Selasa, 15 Juli 2014

Merawat Gumuk




Siang yang gersang. Tentu saja, karena kerongkongan mulut sudah mulai kering. Perut keroncongan. Tapi semua itu tidak jadi soal. Kami bertiga: Saya, Dian Cetar dan Budi bertekat untuk mendaki Gumuk Kerang. Sebuah Gumuk terbesar di pusat kota Jember. Tepatnya di kawasan jalan Tidar, Jember. Gumuk ini juga mudah dilihat dari jalan Karimata. 

Siang itu, sekitar pukul 14.00 WIB, kami jalan kaki menuju Gumuk Kerang. Perjalanan dimulai dari warung Macapat yang terletak di jalan Kalimantan. Memang cukup jauh bila berjalan kaki. Biasa, alasan masih puasa menjadi penyebabnya. Namun, saya tatap ngotot agar perjalanan tetap dilanjutkan. Sebelumnya, Budi dan Dian Cetar mengajak naik Gumuk yang ada di belakang Fakultas Tekhnologi Pertanian Universitas Jember, karena Lokasinya lebih dekat. Tapi Gumuk Kerang lebih eksotis.

▶ **Tugas**
Tuliskan kembali seluruh kutipan tentang pendakian Gumuk Kerang di atas, persis tanpa perubahan sedikit pun. Materi yang disertakan tidak berperan apa pun dalam hal ini.

▶ **Informasi Tersedia**

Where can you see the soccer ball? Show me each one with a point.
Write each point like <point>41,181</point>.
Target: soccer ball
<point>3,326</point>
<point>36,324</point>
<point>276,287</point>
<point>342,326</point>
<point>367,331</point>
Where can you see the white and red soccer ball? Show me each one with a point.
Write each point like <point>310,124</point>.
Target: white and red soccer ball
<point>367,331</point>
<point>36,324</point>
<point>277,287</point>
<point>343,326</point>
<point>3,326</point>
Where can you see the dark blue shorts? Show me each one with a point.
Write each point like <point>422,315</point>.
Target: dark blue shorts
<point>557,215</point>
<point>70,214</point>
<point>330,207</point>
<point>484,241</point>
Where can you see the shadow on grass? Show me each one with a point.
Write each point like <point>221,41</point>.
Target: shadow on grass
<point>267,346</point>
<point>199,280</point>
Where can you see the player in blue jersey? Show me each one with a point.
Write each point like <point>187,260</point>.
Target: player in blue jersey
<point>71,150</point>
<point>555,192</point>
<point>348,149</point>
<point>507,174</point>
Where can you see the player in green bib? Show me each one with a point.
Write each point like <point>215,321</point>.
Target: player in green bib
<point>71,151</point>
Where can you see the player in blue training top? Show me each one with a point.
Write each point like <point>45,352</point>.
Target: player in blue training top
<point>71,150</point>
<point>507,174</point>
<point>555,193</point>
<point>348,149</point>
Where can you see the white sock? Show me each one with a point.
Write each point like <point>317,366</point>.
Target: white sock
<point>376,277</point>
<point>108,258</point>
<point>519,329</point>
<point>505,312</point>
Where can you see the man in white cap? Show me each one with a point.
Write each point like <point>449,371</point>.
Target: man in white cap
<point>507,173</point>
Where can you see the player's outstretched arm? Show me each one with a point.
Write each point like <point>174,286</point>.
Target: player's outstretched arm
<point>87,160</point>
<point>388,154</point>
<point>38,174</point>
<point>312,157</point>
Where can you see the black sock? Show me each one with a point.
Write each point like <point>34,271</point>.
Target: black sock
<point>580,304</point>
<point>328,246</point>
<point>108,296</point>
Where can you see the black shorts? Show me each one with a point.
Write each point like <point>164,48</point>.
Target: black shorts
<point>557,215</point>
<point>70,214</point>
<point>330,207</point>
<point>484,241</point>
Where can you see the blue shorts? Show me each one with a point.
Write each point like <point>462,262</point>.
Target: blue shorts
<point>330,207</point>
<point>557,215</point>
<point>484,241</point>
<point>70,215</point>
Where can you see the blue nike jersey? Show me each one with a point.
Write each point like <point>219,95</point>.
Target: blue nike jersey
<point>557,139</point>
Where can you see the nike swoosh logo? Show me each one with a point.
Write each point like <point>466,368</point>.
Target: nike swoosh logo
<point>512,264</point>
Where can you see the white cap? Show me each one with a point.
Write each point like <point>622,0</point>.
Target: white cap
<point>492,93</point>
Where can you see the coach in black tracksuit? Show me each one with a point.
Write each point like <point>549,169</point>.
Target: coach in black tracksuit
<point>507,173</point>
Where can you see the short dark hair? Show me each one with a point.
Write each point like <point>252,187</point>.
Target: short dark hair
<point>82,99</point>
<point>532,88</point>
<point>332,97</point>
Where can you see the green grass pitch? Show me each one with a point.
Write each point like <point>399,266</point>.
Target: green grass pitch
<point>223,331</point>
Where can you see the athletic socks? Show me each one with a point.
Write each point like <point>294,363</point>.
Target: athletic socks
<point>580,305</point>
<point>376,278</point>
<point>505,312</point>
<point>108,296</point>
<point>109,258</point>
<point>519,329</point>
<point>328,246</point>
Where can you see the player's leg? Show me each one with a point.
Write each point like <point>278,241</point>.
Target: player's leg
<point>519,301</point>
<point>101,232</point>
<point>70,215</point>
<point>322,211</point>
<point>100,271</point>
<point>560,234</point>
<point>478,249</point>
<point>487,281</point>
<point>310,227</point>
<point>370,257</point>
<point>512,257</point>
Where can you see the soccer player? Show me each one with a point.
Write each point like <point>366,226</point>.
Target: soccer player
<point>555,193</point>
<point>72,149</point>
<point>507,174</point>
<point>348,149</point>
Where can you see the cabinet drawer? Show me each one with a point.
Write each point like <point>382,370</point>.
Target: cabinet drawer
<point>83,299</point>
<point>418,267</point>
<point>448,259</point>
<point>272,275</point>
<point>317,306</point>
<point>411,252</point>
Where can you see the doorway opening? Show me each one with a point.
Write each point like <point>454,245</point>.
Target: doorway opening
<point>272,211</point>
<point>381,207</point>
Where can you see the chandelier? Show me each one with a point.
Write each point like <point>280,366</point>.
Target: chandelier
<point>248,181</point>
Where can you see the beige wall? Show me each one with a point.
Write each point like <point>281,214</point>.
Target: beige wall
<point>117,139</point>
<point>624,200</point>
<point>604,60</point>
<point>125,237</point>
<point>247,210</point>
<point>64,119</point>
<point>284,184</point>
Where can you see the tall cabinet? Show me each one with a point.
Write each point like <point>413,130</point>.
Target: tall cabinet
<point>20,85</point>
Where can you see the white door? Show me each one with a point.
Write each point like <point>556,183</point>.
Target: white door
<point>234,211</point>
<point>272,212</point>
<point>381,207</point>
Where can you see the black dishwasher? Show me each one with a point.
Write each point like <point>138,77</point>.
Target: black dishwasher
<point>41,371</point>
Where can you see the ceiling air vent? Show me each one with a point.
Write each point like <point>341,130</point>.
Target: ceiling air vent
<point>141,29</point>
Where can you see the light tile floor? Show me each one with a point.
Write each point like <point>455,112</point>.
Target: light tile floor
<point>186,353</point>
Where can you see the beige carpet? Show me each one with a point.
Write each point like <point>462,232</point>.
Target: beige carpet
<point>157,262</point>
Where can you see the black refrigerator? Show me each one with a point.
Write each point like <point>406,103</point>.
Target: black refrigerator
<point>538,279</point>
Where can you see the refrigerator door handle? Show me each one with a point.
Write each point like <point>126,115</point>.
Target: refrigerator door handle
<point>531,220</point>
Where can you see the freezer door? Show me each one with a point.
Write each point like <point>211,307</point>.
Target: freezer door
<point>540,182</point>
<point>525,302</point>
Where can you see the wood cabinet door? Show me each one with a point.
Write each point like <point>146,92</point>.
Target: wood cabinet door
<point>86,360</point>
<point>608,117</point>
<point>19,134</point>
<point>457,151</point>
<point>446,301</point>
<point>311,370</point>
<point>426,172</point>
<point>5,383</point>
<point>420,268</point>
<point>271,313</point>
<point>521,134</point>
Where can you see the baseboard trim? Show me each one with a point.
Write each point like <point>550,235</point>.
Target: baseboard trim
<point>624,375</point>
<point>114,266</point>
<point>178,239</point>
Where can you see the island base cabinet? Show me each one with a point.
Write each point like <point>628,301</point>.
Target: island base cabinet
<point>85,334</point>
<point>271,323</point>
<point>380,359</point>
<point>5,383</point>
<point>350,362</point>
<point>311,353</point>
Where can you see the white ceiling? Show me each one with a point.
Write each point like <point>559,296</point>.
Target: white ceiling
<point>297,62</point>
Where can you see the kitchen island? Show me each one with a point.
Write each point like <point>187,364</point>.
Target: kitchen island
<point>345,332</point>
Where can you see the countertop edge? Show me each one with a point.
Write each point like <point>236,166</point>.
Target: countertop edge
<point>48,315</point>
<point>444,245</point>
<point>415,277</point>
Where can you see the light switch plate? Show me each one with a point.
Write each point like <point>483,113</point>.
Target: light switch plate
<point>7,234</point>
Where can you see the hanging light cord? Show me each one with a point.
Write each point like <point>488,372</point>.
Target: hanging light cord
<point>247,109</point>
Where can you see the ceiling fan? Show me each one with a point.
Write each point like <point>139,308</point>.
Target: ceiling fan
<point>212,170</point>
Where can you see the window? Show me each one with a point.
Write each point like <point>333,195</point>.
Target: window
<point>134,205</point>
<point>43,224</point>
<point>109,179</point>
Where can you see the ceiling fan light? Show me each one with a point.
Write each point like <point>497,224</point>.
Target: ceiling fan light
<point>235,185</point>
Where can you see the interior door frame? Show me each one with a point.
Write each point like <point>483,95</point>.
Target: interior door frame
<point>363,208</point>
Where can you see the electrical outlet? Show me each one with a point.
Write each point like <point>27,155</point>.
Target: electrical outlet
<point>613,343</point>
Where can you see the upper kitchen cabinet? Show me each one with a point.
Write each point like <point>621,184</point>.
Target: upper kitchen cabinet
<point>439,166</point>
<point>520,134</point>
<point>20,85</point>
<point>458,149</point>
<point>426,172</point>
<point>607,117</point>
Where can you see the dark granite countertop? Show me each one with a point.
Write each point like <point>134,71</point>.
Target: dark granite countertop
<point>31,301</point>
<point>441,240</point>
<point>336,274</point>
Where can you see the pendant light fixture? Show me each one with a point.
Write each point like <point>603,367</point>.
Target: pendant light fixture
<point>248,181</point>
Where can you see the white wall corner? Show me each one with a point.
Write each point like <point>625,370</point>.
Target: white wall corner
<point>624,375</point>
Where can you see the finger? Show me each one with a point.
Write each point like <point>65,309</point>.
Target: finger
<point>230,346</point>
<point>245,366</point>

▶ **Hasil**
Selasa, 15 Juli 2014

Merawat Gumuk




Siang yang gersang. Tentu saja, karena kerongkongan mulut sudah mulai kering. Perut keroncongan. Tapi semua itu tidak jadi soal. Kami bertiga: Saya, Dian Cetar dan Budi bertekat untuk mendaki Gumuk Kerang. Sebuah Gumuk terbesar di pusat kota Jember. Tepatnya di kawasan jalan Tidar, Jember. Gumuk ini juga mudah dilihat dari jalan Karimata. 

Siang itu, sekitar pukul 14.00 WIB, kami jalan kaki menuju Gumuk Kerang. Perjalanan dimulai dari warung Macapat yang terletak di jalan Kalimantan. Memang cukup jauh bila berjalan kaki. Biasa, alasan masih puasa menjadi penyebabnya. Namun, saya tatap ngotot agar perjalanan tetap dilanjutkan. Sebelumnya, Budi dan Dian Cetar mengajak naik Gumuk yang ada di belakang Fakultas Tekhnologi Pertanian Universitas Jember, karena Lokasinya lebih dekat. Tapi Gumuk Kerang lebih eksotis.